WHAT IS EXPECTED
Could you render every line of the items below as a Markdown table with the columns Row and Line, numbering each row, skipping blank lines and omitting the pictures?

☆ ☆ ☆ ☆ ☆ ☆ ☆

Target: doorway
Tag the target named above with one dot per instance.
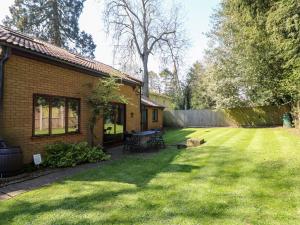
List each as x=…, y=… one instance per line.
x=144, y=118
x=114, y=124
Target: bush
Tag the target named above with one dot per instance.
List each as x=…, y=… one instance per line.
x=66, y=155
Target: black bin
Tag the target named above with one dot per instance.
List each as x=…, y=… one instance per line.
x=11, y=160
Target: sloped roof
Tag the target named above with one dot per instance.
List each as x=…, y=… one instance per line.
x=147, y=102
x=12, y=38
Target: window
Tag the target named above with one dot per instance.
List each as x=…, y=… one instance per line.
x=155, y=115
x=55, y=115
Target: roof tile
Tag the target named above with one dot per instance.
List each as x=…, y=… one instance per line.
x=20, y=40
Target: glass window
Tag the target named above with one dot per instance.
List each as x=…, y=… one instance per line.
x=55, y=115
x=73, y=115
x=41, y=116
x=155, y=115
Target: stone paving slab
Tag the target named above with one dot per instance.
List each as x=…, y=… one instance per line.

☆ ☆ ☆ ☆ ☆ ☆ ☆

COMPLETE OUTPUT
| Row | Line |
|---|---|
| 1 | Target: doorway |
| 2 | Tag the target named above with one dot per instance. |
| 3 | List each as x=…, y=… one instance per line. |
| 4 | x=144, y=118 |
| 5 | x=114, y=124 |
| 6 | Target: bush |
| 7 | Tag the target named above with one dot per instance. |
| 8 | List each as x=…, y=… one instance per line. |
| 9 | x=66, y=155 |
| 10 | Target: black bin |
| 11 | Tag the target named above with one dot per instance. |
| 12 | List each as x=…, y=… one instance per line. |
| 13 | x=11, y=160 |
| 14 | Target: sloped roof |
| 15 | Tag the target named above with one dot per instance. |
| 16 | List each as x=…, y=… one instance per line. |
| 17 | x=147, y=102 |
| 18 | x=12, y=38 |
| 19 | Target: window |
| 20 | Tag the target named above with one dot per instance. |
| 21 | List each as x=…, y=… one instance per line. |
| 22 | x=155, y=115 |
| 23 | x=55, y=115 |
| 24 | Target: roof tile |
| 25 | Tag the target named above with one dot per instance. |
| 26 | List each as x=…, y=… one instance per line. |
| 27 | x=20, y=40 |
| 28 | Target: glass window |
| 29 | Tag the target named above with one dot per instance. |
| 30 | List each as x=…, y=… one instance per line. |
| 31 | x=55, y=115 |
| 32 | x=73, y=115 |
| 33 | x=41, y=116 |
| 34 | x=155, y=115 |
| 35 | Target: stone paving slab |
| 36 | Tag the target named above with one dot per instance. |
| 37 | List each as x=…, y=… one instance per line. |